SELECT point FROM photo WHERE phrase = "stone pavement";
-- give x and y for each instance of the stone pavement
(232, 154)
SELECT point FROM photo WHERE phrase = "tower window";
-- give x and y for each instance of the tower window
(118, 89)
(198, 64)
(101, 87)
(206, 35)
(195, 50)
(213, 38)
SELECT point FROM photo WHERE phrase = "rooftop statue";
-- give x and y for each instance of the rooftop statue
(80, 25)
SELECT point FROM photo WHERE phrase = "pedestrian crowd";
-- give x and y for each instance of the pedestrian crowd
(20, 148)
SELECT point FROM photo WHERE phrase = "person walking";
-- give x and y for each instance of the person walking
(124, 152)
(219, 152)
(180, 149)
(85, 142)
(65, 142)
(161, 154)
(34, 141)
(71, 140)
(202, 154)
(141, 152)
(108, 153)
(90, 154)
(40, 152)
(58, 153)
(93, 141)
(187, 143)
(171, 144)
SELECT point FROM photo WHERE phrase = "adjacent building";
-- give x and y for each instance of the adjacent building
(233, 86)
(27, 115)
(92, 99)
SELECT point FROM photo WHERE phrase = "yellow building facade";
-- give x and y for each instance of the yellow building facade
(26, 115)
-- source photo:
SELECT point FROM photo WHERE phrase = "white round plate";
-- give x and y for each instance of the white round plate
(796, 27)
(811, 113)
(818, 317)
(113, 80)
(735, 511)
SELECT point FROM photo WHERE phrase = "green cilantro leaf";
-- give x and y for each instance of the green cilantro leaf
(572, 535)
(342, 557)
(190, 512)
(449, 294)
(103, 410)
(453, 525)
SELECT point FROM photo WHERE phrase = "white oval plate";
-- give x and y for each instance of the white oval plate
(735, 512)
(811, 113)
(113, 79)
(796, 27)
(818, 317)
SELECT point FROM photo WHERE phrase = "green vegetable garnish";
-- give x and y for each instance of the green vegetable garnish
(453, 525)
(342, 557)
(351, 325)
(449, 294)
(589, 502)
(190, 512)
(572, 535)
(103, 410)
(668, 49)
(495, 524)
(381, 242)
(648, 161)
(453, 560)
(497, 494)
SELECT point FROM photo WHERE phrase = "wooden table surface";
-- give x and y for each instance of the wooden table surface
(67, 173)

_ _ _

Please set down the whole listing above without altering a single line.

SELECT point FROM photo WHERE phrase = "stone pavement";
-- give x and y for each instance of the stone pavement
(232, 154)
SELECT point FROM photo WHERE phrase = "tower window";
-- give x and y for each instance of the tower window
(118, 89)
(198, 64)
(101, 87)
(206, 35)
(195, 50)
(213, 38)
SELECT point FROM photo WHERE phrase = "rooftop statue";
-- give x and y for each instance of the rooftop statue
(80, 25)
SELECT point FROM photo WHERE phrase = "pedestrian crowd";
-- give x and y for each instance of the pedestrian crowd
(20, 148)
SELECT point FROM photo WHERE phrase = "person walking";
-- give x and y for each instance of the person walking
(124, 152)
(219, 152)
(180, 149)
(85, 142)
(65, 142)
(161, 154)
(34, 141)
(71, 140)
(202, 154)
(141, 152)
(108, 153)
(90, 154)
(40, 152)
(58, 153)
(93, 141)
(187, 143)
(171, 144)
SELECT point FROM photo WHERE phrase = "adjacent building";
-- give x and y for each instance of the adjacent building
(233, 86)
(27, 115)
(92, 99)
SELECT point FROM photo WHERE phrase = "yellow building facade";
-- give x and y for each instance of the yellow building facade
(26, 115)
-- source photo:
SELECT point FROM photo WHERE phrase = "white round plate";
-- give x and y for each instance of the white round plate
(796, 27)
(811, 113)
(818, 317)
(113, 80)
(735, 511)
SELECT point FROM photo WHERE phrase = "green cilantro leaf";
-- give x and y for each instance of the green cilantro leaf
(572, 535)
(342, 557)
(190, 512)
(449, 294)
(103, 410)
(453, 525)
SELECT point FROM photo WHERE phrase = "white oval plate";
-- give x and y for each instance of the white oval plate
(735, 512)
(811, 113)
(113, 79)
(796, 27)
(818, 317)
SELECT point FROM photo WHERE phrase = "green vegetable garnish";
-- give x and y for each instance of the green vegetable garnish
(453, 525)
(342, 557)
(351, 325)
(449, 294)
(589, 502)
(190, 512)
(572, 535)
(103, 410)
(668, 49)
(495, 524)
(381, 242)
(648, 161)
(453, 560)
(497, 494)
SELECT point FROM photo WHERE phrase = "wooden table surface";
-- give x and y for each instance of the wooden table surface
(67, 173)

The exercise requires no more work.